EXERCISE DESCRIPTION:
Convert the lines beginning at the one that contains "to the yellow" and ending after the one that contains "Target: yellow safety vest" into a Markdown table with the columns Number and Line. Omit any blank lines.

RECORDS FOR PROCESSING:
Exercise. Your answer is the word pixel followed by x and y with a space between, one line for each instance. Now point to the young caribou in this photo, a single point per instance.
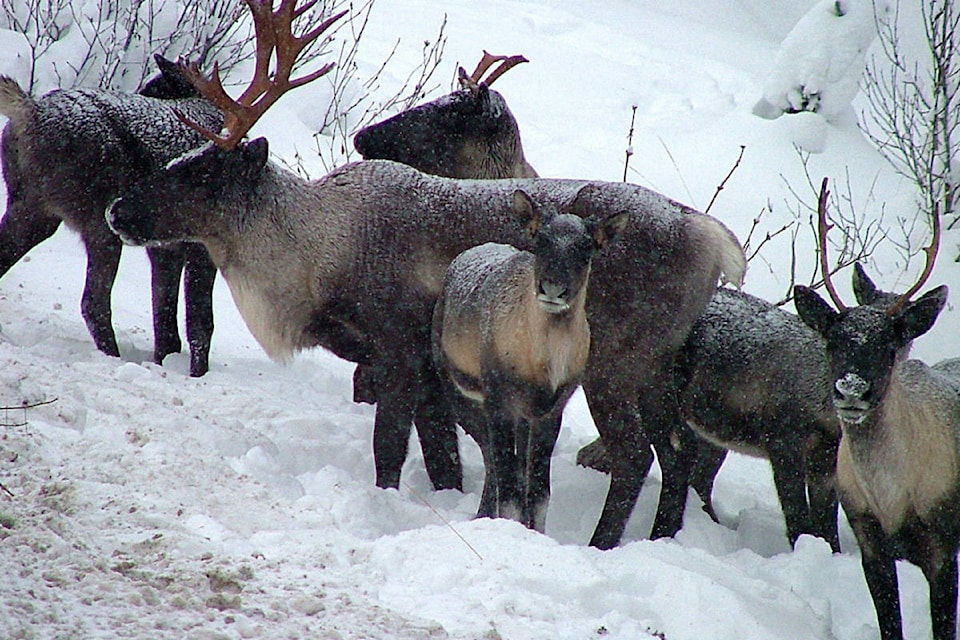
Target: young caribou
* * *
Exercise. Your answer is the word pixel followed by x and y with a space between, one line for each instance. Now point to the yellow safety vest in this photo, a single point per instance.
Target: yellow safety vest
---
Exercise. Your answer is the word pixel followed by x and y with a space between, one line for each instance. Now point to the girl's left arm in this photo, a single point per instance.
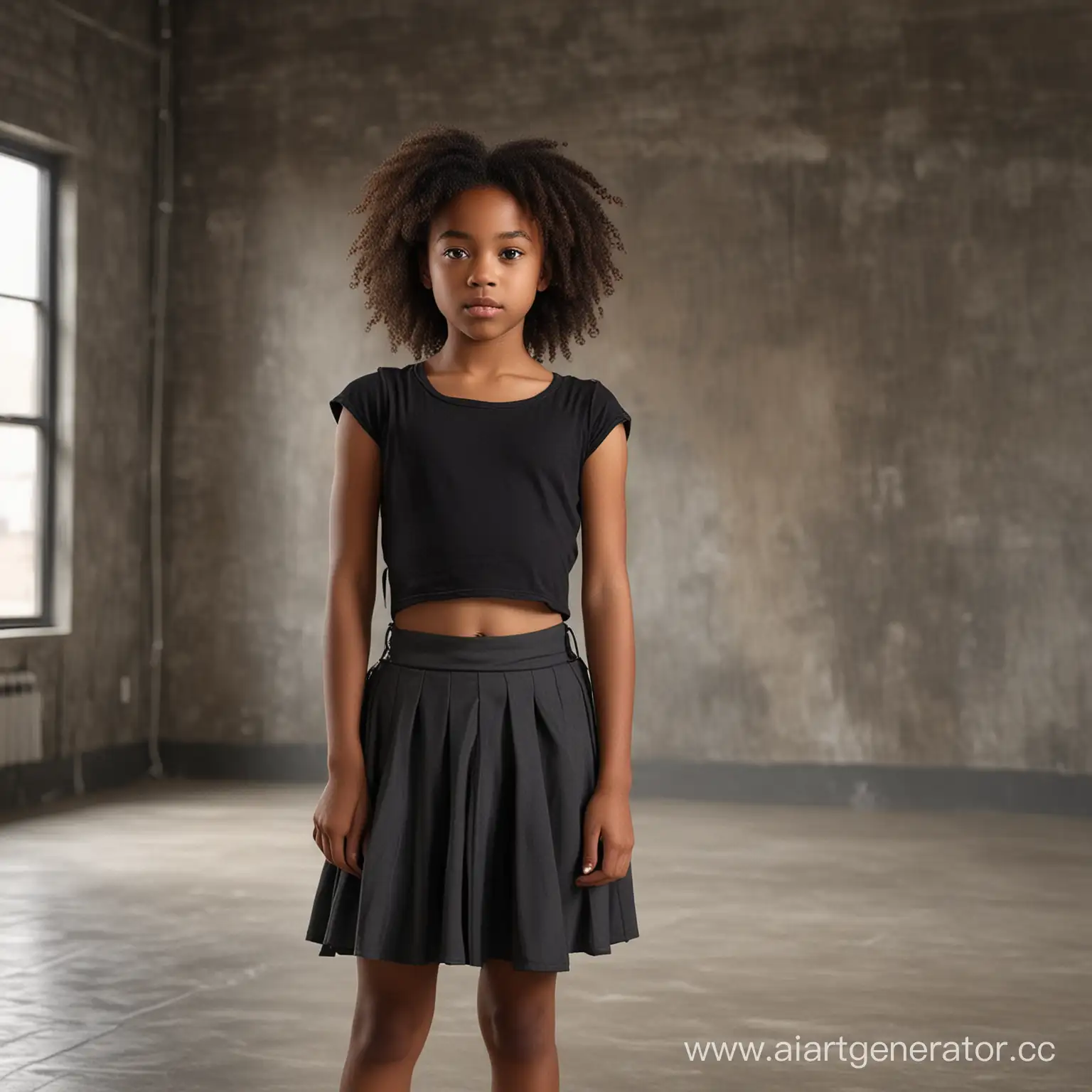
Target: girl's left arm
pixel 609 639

PROBLEM SOLUTION:
| Number | Line |
|---|---|
| 1 | Exercise. Your answer is the word pixel followed by x and y with a space between, one line for each instance. Now point to the yellow safety vest in this photo, a single point per instance. |
| 2 | Target: yellow safety vest |